WORK TO BE COMPLETED
How many lines of the records below contain the word "table"? Give only the number.

Records from a dataset:
-- Begin --

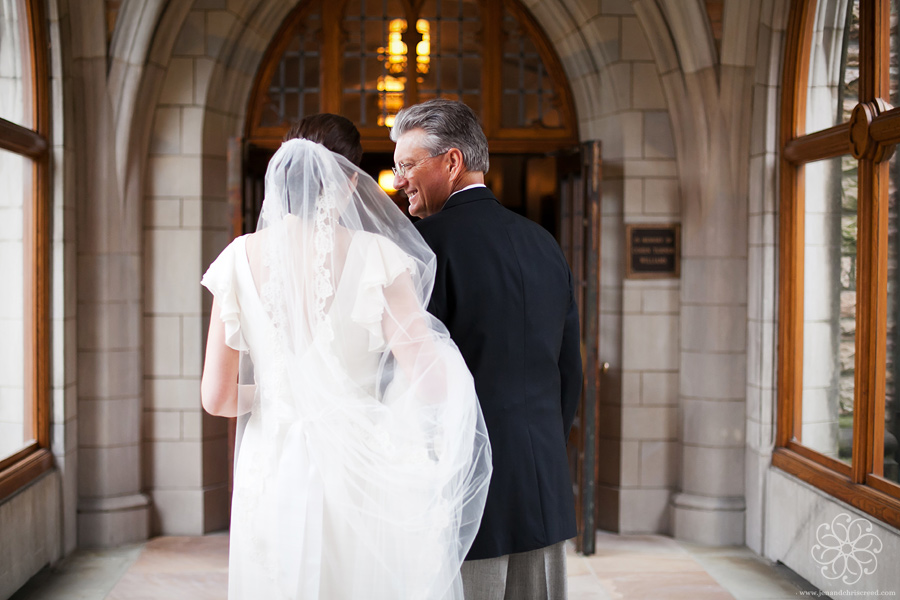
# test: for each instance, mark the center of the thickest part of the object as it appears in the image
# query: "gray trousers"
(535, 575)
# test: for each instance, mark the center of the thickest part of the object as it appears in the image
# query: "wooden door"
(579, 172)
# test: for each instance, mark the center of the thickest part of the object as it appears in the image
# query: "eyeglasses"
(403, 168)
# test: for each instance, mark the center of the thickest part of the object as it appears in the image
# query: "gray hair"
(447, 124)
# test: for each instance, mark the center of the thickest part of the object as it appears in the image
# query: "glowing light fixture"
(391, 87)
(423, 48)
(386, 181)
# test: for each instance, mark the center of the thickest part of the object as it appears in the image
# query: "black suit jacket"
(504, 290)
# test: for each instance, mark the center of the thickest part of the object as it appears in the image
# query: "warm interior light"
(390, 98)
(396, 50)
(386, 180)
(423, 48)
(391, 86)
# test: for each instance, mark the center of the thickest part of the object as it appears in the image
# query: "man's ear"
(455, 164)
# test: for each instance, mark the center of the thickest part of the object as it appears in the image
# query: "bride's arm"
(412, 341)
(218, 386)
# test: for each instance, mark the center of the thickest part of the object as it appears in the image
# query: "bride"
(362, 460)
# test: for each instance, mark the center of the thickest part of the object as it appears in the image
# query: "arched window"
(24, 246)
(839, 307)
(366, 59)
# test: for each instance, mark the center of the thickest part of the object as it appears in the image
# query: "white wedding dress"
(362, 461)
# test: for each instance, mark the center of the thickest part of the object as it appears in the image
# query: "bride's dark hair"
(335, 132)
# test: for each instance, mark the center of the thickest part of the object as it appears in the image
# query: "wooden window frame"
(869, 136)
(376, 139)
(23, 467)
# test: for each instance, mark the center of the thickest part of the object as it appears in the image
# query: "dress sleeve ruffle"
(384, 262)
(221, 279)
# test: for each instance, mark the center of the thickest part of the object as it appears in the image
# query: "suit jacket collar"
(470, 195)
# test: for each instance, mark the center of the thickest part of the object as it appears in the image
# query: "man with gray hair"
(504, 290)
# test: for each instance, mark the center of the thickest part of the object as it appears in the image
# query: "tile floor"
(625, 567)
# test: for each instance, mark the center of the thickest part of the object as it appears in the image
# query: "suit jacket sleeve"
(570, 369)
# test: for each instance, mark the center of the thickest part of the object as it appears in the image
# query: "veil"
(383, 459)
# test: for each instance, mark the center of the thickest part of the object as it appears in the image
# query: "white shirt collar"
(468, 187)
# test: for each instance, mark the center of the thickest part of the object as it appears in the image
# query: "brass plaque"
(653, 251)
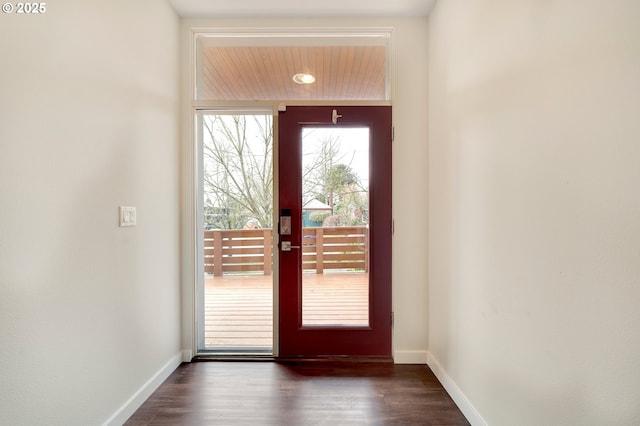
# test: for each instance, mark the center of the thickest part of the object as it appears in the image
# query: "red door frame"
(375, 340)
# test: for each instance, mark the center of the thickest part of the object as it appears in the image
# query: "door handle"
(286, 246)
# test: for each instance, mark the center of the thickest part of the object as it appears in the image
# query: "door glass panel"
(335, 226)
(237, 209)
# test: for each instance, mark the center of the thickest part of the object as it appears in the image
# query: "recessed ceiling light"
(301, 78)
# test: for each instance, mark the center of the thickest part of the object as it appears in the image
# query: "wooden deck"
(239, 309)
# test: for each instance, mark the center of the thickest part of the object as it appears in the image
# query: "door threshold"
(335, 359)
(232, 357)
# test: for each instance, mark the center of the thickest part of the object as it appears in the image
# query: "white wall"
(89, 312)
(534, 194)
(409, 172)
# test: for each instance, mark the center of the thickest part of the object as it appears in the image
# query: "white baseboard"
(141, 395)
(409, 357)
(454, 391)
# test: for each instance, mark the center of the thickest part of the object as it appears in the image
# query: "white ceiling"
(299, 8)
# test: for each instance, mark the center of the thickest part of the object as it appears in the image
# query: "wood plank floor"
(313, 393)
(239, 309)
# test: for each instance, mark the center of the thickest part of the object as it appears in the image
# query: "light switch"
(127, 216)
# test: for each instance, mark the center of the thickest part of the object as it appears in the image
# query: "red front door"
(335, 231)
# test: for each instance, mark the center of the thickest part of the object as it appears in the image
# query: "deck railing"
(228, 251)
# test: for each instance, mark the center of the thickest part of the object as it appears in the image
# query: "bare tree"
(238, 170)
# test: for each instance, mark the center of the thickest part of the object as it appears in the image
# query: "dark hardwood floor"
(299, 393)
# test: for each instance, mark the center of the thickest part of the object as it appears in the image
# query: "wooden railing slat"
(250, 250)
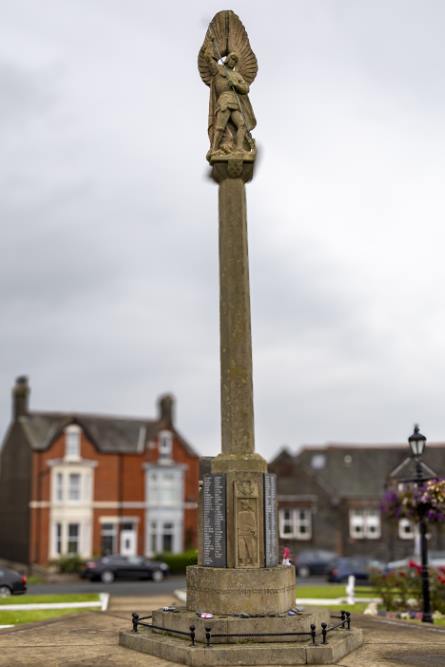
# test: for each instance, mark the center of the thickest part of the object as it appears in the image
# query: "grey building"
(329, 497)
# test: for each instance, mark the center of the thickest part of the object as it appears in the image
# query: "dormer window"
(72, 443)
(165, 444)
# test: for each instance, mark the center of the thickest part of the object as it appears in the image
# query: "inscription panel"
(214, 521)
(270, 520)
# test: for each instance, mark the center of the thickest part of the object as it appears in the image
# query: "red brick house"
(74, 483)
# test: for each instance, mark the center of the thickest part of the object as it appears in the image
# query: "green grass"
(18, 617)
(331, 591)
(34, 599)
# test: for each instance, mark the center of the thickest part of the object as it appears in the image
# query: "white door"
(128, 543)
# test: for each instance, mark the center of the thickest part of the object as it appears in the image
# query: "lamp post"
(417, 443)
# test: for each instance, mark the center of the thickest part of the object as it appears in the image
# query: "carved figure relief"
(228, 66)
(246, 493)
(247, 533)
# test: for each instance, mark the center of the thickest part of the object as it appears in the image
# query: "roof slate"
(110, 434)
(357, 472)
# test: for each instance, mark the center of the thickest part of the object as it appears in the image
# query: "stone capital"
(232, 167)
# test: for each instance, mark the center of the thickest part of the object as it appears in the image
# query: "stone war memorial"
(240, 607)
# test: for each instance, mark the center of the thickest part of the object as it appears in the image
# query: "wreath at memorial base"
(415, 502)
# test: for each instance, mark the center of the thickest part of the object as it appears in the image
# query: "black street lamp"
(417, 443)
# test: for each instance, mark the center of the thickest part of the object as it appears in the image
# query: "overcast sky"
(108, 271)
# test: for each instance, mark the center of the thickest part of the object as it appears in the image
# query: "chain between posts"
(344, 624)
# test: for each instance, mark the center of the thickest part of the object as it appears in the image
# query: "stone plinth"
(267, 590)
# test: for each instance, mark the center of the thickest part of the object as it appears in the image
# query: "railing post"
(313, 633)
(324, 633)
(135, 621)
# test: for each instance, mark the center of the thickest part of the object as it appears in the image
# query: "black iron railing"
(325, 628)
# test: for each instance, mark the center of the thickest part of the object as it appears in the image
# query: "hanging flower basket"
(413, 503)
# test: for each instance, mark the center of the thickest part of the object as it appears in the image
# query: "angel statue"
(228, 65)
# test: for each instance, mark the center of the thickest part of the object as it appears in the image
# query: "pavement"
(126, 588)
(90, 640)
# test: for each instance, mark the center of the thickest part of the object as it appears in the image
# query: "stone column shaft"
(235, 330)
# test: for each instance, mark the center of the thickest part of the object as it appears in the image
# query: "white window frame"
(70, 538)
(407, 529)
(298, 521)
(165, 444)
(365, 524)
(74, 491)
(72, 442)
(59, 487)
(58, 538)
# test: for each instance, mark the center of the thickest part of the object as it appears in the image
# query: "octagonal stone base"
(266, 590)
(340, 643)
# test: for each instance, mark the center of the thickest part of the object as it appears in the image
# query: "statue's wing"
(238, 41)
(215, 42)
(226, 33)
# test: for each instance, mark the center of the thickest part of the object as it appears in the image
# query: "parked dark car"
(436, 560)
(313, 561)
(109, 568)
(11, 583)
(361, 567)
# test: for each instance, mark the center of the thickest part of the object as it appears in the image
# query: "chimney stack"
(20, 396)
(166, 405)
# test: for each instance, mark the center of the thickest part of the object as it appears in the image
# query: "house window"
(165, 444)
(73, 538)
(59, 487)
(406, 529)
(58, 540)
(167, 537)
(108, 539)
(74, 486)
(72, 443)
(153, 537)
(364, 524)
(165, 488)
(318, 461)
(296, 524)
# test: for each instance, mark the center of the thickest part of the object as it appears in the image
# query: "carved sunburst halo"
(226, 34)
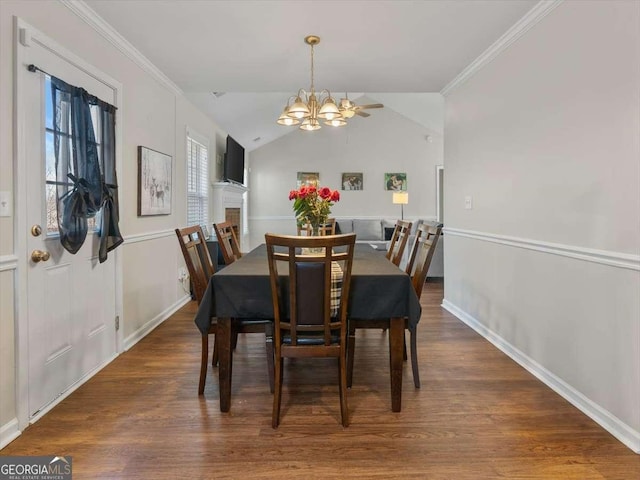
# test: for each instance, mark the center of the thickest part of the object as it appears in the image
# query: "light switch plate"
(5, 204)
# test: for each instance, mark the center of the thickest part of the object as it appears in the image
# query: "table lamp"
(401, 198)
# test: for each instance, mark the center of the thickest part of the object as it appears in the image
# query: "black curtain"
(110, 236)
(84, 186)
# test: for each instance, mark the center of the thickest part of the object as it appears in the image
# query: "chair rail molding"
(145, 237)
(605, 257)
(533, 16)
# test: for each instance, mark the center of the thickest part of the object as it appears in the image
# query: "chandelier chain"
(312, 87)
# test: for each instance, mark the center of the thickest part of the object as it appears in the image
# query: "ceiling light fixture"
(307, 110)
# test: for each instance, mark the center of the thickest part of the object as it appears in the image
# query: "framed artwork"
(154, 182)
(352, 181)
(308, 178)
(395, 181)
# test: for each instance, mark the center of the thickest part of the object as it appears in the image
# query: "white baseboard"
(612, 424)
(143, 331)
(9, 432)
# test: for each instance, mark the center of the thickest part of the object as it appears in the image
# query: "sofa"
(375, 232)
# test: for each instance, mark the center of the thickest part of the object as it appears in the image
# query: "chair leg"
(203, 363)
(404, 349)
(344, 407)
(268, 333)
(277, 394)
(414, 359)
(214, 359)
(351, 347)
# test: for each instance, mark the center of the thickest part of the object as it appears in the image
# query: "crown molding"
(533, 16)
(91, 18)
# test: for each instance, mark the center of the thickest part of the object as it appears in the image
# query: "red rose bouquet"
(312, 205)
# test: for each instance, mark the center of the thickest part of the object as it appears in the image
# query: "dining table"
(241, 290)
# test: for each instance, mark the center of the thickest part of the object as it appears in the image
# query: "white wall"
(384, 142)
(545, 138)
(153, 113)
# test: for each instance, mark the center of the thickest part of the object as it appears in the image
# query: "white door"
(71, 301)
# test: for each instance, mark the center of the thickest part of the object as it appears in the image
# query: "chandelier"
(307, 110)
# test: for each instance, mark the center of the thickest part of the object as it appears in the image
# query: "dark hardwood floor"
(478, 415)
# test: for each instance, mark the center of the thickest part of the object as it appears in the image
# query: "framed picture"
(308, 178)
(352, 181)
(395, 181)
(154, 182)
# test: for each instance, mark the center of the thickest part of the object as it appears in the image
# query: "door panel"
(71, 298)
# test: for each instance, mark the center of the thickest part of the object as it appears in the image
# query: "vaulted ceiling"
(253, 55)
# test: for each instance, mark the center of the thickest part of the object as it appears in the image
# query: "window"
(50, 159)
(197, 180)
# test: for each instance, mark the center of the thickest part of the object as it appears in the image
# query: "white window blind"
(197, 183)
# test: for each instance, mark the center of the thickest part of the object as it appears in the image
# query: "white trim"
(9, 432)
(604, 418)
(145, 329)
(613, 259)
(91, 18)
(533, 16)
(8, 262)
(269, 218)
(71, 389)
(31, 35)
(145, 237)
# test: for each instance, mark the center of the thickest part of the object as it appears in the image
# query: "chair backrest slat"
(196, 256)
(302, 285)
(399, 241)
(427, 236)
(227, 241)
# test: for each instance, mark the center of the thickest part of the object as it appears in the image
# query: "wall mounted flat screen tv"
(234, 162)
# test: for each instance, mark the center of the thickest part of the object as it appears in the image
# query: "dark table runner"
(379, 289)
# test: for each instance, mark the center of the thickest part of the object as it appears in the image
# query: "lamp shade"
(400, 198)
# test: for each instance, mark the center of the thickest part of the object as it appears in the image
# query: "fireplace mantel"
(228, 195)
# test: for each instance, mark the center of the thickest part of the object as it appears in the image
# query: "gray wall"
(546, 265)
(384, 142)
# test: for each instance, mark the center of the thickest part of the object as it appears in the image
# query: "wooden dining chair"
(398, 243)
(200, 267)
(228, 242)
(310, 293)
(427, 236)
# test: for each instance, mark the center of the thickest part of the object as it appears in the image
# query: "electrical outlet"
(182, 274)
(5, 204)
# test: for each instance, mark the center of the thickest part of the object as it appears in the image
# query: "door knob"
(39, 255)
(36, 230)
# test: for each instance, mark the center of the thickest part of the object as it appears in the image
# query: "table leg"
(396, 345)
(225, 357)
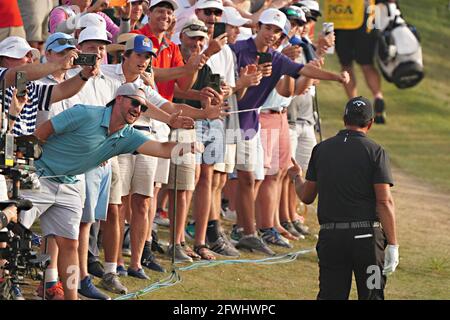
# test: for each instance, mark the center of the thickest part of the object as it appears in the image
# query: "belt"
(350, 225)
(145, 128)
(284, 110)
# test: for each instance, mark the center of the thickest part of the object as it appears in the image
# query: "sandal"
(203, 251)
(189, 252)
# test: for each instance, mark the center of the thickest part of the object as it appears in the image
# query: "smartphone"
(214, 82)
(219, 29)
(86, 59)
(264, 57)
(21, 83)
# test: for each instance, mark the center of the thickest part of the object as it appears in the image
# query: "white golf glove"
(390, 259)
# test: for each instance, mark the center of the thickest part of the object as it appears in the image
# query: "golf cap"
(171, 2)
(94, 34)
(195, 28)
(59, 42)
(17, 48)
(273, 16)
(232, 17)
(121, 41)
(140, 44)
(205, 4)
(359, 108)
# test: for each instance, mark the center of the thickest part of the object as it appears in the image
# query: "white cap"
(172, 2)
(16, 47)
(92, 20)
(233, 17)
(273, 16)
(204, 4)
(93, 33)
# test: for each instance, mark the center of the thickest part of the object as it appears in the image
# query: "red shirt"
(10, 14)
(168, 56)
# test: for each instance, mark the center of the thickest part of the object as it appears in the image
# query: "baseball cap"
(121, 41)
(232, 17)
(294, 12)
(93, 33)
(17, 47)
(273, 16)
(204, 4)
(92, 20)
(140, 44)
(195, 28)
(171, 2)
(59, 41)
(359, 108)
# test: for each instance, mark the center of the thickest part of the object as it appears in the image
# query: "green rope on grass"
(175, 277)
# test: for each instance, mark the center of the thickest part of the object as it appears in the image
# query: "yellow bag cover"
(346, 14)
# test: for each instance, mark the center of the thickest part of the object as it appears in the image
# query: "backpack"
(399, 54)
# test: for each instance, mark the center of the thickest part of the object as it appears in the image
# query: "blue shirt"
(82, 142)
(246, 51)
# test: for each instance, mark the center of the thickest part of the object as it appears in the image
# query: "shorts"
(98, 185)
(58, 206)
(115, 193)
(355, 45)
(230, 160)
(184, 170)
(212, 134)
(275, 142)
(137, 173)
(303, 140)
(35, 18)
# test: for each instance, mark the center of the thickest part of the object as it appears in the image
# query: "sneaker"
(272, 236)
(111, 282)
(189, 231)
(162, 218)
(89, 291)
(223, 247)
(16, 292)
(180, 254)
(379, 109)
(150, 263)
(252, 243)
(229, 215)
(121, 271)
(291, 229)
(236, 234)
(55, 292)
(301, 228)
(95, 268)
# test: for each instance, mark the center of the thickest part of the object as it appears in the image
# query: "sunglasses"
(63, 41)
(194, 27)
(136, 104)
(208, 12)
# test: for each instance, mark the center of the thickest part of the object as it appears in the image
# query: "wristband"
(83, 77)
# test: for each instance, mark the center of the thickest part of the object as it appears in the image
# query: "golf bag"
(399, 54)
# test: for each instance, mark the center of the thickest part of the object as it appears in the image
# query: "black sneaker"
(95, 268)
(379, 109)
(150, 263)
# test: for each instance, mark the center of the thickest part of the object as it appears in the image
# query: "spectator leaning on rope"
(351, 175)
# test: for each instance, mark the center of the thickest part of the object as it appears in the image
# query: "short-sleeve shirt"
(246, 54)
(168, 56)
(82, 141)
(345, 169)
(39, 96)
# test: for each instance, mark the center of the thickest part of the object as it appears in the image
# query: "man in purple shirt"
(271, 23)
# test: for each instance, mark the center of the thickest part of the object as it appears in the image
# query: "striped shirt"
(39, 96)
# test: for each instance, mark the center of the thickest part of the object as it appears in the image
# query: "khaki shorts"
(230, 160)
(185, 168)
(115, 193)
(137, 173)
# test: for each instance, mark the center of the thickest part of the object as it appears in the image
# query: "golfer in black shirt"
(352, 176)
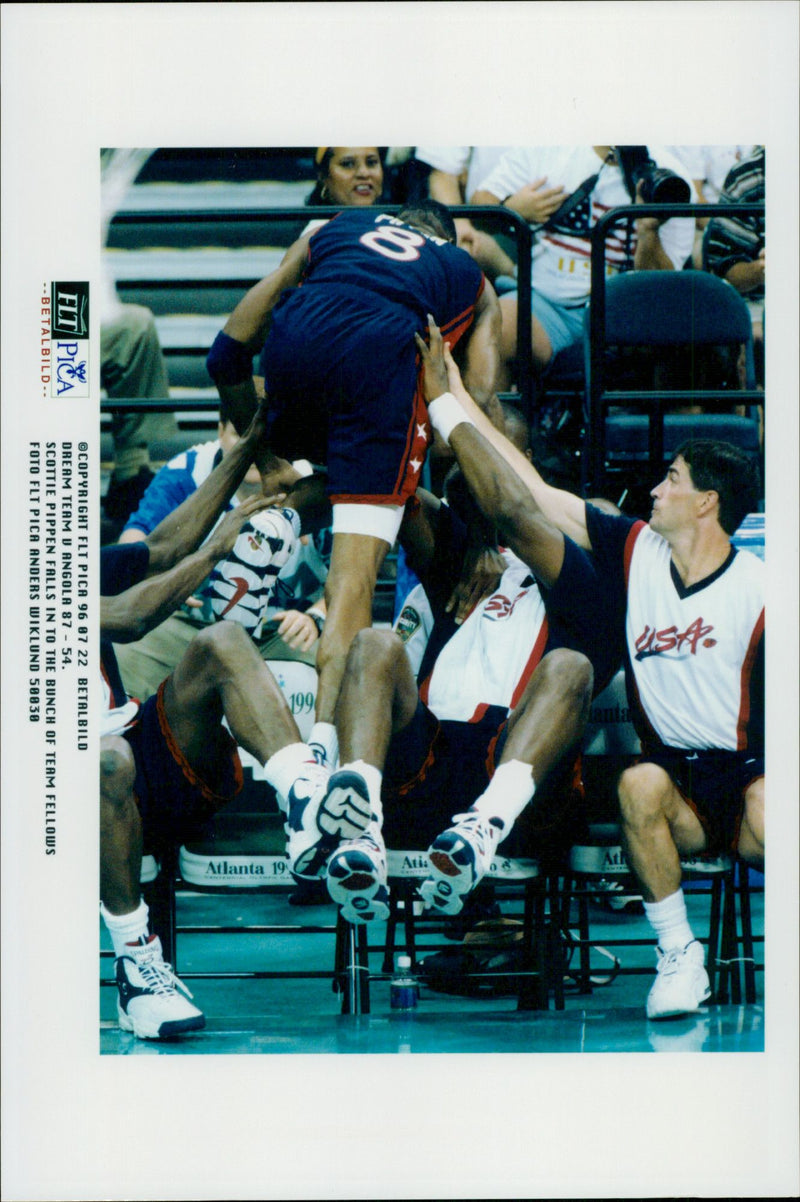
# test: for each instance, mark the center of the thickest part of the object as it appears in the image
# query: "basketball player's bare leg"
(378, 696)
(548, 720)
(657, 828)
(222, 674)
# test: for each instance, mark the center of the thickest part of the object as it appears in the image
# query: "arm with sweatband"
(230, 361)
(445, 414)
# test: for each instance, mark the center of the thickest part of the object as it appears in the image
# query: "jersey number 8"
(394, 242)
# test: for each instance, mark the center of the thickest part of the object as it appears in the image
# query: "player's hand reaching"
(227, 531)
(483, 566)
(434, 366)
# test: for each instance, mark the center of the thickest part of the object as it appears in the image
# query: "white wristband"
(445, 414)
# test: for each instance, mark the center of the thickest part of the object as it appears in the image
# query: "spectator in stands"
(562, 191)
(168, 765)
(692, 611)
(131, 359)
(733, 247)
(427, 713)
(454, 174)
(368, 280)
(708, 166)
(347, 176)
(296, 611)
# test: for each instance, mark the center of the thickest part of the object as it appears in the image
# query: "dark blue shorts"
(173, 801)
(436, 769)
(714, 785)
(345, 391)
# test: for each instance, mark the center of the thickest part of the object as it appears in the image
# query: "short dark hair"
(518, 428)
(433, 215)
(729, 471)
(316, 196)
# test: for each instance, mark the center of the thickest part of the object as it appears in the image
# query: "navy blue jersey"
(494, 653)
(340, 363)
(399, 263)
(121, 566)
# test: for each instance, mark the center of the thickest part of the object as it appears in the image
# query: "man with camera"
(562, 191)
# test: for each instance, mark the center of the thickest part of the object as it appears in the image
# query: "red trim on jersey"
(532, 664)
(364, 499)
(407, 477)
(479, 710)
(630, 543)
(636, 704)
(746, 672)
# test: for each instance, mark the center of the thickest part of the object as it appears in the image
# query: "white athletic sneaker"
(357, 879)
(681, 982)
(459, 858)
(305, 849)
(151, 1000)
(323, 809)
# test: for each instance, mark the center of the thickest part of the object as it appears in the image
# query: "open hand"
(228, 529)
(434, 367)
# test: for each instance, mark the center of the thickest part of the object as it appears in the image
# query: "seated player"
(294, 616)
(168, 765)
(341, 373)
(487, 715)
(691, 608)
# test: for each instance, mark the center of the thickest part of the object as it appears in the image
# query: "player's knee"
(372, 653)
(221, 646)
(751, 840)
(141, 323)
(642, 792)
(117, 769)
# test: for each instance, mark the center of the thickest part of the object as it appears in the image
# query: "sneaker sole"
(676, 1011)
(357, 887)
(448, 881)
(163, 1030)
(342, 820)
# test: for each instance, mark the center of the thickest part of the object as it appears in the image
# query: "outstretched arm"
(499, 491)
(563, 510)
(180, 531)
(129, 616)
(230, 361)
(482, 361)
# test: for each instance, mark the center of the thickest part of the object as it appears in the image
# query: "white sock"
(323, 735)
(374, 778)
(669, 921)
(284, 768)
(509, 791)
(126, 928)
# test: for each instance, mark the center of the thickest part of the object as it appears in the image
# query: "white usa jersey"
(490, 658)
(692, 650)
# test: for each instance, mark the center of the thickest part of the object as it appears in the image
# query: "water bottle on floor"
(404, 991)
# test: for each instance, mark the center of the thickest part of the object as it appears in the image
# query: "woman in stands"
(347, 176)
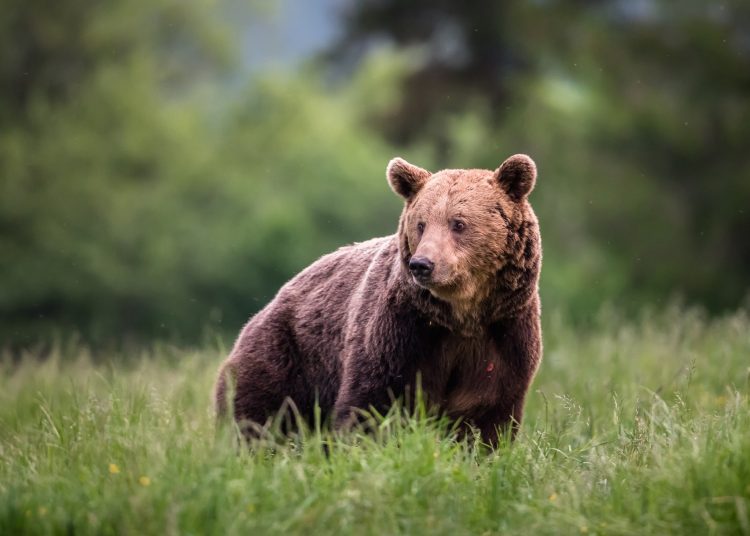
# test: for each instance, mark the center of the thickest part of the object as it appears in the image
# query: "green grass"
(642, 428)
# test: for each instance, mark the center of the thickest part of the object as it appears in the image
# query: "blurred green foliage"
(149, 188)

-- End --

FINISHED EXERCISE
4